UK Parliament / Open data

Financial Services Bill

Proceeding contribution from Lord Sharkey (Liberal Democrat) in the House of Lords on Monday, 12 November 2012. It occurred during Debate on bills on Financial Services Bill.

My Lords, this amendment has two purposes. The first is to make sure that relevant data on each bank’s performance are in the public domain. This will make it possible to have an informed debate on whether the banks are competing effectively in the interests of consumers, as the FCA is required to promote. At the moment, all we have is aggregated and regional data. We do not know to what extent, or even whether, the banks are effectively competing, or indeed whether they are properly engaged in all the areas where we might want to see effective competition.

In a more general sense, increasing the amount of data on bank activity in the public domain is a very good thing. We need banks to change their practices, and their culture and transparency is a critical part of doing exactly that. We need to be able to see the changes in both practice and culture and not have to rely just on assertions that changes are taking place. For example, we need to see evidence that, as it says in the coalition agreement, the banking system serves businesses and not the other way round. Exactly the same applies to ordinary customers, too.

The second purpose is to focus attention on banks’ lending to SMEs. Your Lordships will have heard many times about the absolutely critical role of SMEs in our economy, and of their role as key providers of jobs. The importance is hard to exaggerate. Our economic recovery and our enduring economic health depend on the performance of our SMEs, as it always has. The ONS data for July 2011 show that SMEs provide 60% of all jobs in the private sector and generate 49%

of private sector turnover. The BIS economics paper of 16 January this year re-emphasises the importance of SMEs to the economy, but goes on to say that,

“there are a number of structural market failures restricting some viable SMEs from accessing finance”.

The report notes that access to debt finance is now harder than before the credit crunch.

In 2007-08, 90% of SMEs seeking finance obtained it. This figure now stands at 74%—and, crucially, the total stock of lending to SMEs is in decline, especially to those with a turnover of less than £1 million. To place this in a long-term context, the Breeden report of March this year estimates that by 2016, if things go on as they are, there will be a shortfall of between £26 billion and £59 billion in the finance needed by SMEs for working capital and growth. The Government are very clearly alive to these problems and hope, as we all do, that the Funding for Lending scheme will succeed in making a real difference in funding for SMEs.

Object pointing dataset lines:
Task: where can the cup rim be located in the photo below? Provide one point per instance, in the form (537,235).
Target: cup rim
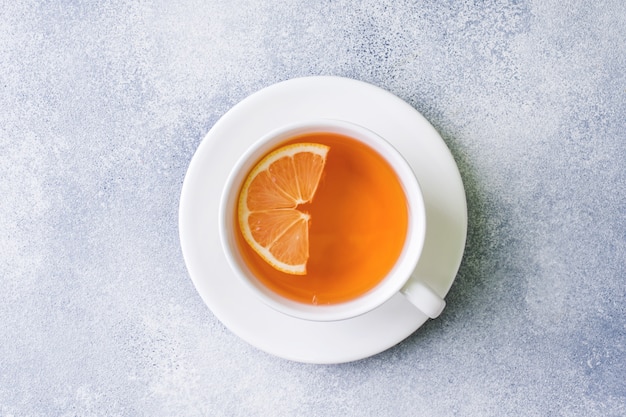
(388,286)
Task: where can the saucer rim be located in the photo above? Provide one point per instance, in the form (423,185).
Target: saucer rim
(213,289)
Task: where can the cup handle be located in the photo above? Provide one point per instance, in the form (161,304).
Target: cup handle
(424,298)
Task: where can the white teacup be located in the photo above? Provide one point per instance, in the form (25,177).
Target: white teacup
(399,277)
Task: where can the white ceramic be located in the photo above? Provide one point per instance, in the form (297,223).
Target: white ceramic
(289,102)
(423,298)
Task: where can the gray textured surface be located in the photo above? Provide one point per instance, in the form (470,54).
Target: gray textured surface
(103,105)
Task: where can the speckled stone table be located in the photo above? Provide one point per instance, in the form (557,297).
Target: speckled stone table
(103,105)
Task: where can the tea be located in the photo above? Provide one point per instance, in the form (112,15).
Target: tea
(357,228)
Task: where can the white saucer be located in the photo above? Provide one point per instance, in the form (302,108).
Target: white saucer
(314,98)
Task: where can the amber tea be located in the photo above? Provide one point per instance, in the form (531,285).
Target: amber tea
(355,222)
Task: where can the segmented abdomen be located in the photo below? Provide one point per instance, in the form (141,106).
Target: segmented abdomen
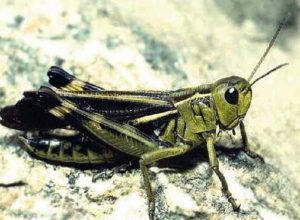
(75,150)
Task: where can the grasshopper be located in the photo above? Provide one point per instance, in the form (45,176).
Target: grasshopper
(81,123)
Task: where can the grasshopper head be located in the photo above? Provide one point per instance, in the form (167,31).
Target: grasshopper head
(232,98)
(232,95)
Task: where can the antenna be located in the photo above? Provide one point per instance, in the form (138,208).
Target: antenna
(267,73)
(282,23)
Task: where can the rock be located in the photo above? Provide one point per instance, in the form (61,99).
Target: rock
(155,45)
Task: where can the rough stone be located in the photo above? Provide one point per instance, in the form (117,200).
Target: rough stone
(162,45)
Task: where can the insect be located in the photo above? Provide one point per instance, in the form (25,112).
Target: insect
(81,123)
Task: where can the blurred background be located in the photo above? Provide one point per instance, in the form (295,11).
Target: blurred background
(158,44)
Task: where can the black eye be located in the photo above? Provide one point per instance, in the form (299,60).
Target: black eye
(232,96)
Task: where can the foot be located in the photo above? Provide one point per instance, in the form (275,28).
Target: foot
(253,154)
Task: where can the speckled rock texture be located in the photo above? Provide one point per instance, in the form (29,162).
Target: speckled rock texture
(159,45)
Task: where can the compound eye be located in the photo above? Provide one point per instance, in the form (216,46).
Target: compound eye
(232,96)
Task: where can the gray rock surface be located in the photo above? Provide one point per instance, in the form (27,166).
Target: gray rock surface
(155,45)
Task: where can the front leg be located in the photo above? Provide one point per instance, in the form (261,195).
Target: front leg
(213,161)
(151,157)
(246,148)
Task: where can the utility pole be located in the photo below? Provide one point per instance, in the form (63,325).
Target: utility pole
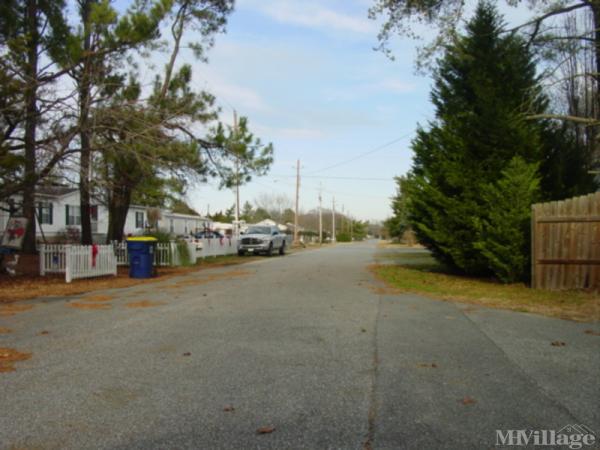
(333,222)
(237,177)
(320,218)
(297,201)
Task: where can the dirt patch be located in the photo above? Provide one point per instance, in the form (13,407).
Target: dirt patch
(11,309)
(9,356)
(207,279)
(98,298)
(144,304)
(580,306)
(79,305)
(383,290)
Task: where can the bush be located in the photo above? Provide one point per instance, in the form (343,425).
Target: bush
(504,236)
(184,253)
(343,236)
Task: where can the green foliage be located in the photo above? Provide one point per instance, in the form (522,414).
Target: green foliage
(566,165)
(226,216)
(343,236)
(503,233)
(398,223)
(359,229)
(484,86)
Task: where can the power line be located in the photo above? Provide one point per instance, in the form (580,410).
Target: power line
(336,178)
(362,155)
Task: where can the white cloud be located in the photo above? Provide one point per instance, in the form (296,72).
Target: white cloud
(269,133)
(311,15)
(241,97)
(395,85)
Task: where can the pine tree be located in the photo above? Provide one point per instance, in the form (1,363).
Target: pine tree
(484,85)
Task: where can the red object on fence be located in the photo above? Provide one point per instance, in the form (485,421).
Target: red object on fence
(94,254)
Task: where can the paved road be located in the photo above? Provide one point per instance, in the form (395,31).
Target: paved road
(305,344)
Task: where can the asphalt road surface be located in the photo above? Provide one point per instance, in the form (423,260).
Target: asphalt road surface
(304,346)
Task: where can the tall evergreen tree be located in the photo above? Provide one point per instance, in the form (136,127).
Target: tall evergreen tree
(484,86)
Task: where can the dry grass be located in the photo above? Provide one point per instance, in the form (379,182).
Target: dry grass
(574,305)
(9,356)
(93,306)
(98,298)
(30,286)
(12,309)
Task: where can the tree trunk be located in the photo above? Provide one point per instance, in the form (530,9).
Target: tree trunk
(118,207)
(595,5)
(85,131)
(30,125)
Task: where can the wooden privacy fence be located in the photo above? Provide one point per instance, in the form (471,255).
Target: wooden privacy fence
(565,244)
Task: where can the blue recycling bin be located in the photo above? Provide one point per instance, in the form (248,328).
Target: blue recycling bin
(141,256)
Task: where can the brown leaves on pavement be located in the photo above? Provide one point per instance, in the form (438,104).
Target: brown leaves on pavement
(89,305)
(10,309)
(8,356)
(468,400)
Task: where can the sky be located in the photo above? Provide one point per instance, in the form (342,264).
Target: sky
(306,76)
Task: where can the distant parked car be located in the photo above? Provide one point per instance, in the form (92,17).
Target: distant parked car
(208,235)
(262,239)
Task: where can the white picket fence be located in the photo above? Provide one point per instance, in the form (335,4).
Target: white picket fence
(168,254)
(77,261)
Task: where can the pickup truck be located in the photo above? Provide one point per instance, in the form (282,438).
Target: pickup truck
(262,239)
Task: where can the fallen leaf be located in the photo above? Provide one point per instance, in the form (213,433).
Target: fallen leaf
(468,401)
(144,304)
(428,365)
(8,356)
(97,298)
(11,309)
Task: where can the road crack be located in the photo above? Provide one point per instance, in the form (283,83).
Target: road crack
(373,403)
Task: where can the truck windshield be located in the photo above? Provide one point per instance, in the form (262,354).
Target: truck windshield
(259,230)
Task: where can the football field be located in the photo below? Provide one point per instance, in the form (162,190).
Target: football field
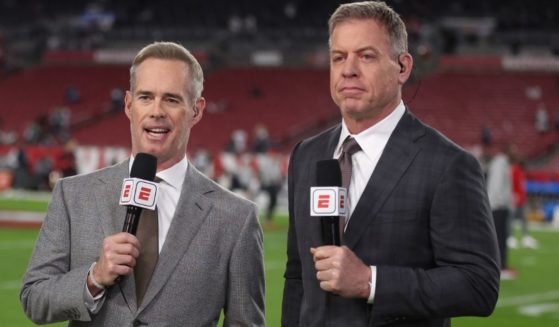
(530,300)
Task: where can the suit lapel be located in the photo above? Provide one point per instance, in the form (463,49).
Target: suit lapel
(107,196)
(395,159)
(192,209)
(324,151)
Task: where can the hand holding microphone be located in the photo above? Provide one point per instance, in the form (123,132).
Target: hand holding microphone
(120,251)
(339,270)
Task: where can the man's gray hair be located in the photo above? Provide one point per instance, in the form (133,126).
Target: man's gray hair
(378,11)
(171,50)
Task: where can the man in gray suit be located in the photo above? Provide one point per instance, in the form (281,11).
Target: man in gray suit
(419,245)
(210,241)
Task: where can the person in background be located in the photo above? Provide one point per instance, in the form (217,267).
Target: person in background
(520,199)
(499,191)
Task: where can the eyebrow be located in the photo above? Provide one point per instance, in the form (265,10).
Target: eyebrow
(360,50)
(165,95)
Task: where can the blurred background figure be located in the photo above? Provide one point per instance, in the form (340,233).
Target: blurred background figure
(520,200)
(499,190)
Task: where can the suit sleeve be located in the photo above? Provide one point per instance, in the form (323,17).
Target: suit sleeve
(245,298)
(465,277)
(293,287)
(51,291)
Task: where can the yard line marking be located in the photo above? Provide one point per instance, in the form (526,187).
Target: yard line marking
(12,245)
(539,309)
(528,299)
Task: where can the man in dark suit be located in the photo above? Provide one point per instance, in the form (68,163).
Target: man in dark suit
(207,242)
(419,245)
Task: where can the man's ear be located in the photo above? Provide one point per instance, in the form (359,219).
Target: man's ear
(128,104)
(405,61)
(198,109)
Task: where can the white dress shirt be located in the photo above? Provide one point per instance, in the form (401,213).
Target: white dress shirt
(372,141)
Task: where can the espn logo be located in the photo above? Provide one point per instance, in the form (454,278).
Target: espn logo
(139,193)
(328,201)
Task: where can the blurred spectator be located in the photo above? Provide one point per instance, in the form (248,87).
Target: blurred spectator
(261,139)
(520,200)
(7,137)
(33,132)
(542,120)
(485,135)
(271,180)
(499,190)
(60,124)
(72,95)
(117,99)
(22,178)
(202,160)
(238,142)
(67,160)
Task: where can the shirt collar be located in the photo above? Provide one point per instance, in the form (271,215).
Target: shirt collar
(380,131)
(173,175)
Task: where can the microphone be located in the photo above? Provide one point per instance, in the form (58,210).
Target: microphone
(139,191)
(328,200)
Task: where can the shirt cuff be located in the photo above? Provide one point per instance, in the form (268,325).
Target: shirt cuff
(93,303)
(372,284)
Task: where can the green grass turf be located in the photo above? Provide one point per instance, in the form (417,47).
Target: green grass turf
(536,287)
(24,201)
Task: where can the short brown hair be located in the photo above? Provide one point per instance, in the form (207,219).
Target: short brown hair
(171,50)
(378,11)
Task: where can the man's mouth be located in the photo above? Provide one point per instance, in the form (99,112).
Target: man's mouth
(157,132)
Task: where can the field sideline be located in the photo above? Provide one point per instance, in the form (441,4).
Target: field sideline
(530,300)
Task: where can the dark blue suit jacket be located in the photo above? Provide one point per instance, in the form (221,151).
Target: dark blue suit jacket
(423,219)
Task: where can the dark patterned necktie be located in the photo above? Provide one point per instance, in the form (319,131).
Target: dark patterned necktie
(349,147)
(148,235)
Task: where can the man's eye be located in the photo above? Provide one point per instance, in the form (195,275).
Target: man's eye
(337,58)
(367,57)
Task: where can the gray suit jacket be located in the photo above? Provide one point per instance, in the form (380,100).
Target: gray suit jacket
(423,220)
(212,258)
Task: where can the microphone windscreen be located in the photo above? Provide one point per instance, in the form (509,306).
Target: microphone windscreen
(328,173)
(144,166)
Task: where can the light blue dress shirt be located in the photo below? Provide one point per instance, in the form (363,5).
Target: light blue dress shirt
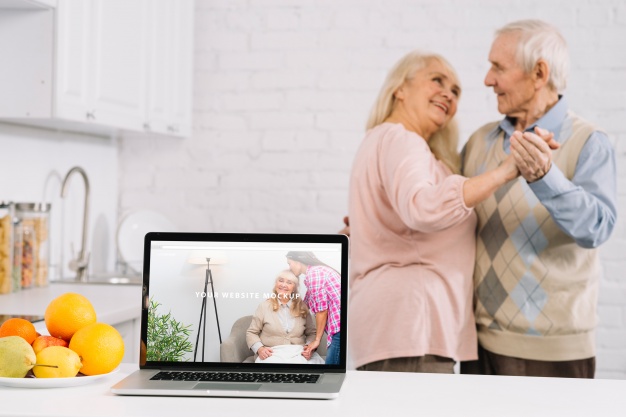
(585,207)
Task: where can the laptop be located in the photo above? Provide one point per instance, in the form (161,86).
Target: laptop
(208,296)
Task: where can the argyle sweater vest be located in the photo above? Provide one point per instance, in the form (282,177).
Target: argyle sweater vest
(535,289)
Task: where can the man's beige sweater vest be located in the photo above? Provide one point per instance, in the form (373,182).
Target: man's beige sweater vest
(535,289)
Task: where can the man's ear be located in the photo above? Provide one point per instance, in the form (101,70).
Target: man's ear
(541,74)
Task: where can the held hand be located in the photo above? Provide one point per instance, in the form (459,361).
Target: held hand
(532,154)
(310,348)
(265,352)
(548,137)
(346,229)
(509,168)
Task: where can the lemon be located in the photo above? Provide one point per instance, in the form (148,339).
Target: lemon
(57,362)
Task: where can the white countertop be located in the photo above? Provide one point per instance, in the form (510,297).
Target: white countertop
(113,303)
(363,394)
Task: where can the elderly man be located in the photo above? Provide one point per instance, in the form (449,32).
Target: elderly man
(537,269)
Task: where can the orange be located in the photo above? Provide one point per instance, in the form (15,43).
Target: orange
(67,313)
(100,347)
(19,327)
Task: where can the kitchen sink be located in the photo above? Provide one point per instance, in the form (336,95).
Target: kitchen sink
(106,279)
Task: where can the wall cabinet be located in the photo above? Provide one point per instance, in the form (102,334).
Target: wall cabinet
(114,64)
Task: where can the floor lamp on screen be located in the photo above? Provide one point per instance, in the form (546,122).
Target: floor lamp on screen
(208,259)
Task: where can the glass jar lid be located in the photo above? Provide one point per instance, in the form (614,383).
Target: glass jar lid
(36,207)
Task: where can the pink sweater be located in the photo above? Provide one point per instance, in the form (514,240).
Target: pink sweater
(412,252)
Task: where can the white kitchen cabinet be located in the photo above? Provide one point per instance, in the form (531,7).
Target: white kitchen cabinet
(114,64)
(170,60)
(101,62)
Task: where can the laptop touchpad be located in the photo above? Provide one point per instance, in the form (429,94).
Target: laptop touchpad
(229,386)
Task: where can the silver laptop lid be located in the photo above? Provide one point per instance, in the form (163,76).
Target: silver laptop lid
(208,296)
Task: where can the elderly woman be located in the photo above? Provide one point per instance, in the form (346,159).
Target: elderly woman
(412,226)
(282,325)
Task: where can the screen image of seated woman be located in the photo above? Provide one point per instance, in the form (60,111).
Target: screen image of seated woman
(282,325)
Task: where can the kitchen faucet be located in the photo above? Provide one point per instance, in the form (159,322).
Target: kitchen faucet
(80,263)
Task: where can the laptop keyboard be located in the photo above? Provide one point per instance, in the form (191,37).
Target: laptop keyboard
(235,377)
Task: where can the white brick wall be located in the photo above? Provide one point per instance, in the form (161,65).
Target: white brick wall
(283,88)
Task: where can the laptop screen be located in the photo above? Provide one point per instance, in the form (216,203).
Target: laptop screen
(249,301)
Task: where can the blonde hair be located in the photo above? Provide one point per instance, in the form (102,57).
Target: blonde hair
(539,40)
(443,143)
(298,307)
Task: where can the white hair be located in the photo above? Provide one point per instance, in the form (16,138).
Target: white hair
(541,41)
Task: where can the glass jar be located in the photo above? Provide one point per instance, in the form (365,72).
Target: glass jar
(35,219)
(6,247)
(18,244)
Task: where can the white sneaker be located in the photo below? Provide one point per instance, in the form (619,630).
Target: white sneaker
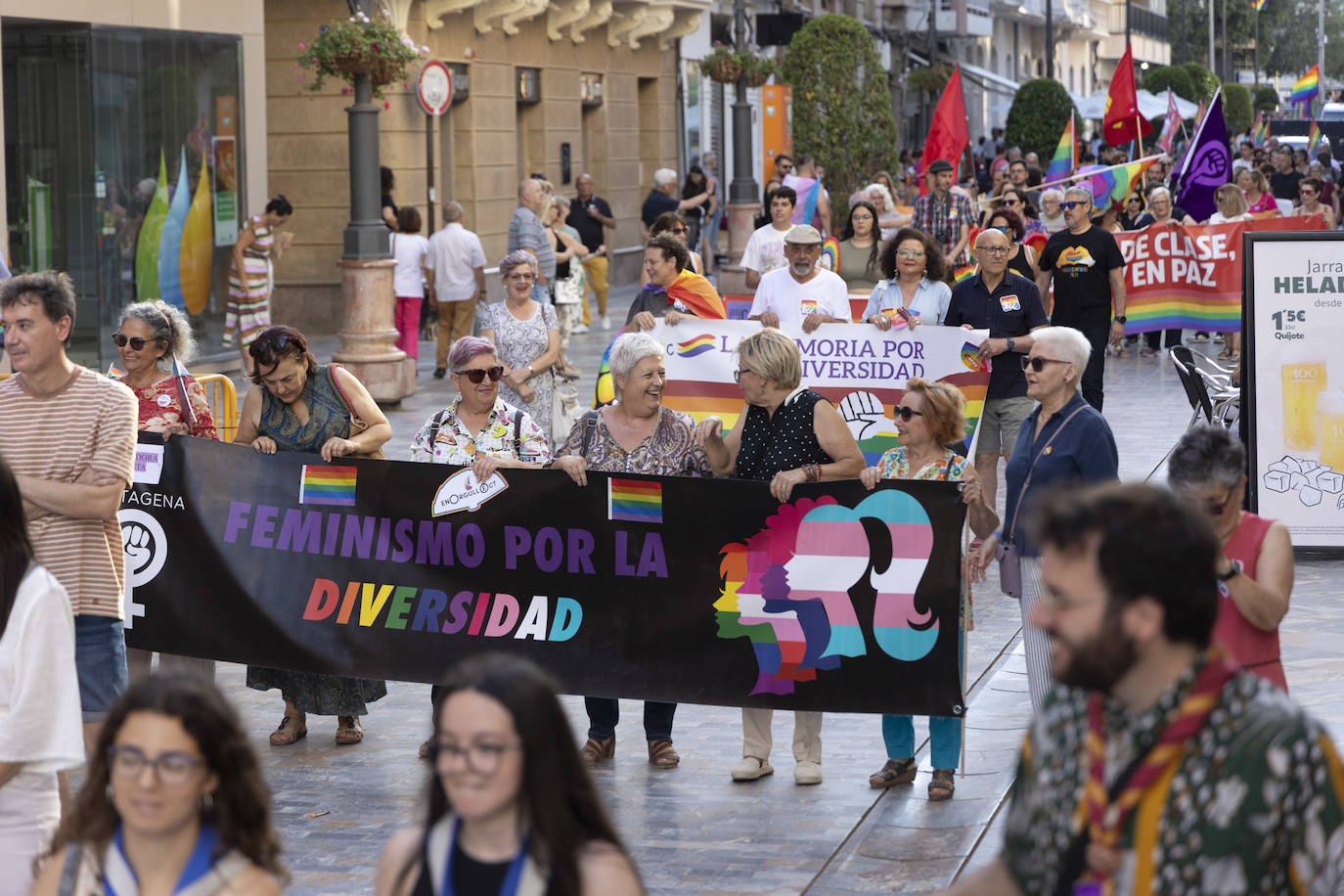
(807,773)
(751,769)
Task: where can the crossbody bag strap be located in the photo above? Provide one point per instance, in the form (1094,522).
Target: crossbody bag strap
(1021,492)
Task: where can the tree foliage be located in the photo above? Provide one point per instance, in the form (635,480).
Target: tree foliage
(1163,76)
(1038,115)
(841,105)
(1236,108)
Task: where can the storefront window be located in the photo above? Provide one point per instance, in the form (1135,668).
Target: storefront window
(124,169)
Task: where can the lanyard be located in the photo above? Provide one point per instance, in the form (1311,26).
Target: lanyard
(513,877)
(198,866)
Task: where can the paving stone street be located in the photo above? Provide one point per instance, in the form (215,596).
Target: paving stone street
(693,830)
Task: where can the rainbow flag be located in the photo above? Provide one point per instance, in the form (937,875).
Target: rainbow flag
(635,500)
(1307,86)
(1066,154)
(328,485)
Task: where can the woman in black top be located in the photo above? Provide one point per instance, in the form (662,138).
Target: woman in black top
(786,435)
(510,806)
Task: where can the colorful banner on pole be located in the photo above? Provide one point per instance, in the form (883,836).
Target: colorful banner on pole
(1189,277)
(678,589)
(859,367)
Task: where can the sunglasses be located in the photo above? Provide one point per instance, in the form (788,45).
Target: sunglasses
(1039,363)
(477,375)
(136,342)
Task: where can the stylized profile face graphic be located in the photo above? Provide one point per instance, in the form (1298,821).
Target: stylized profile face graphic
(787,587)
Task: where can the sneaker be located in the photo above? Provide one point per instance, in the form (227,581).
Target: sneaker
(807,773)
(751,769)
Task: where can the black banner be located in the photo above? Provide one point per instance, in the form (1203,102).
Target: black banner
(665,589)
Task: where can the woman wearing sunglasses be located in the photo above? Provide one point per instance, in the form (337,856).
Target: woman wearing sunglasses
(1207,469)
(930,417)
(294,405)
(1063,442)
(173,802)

→ **WRITTEN INSTRUCTION**
Rewrite the Lords debate text from "UK Parliament /" down to "Financial Services Bill.", putting "Banking Reform Bill" wherever "Financial Services Bill" appears.

→ **SOLUTION TO THIS PROBLEM**
UK Parliament / Open data

Banking Reform Bill

Proceeding contribution from Lord Sharkey (Liberal Democrat) in the House of Lords on Monday, 12 November 2012. It occurred during Debate on bills on Banking Reform Bill.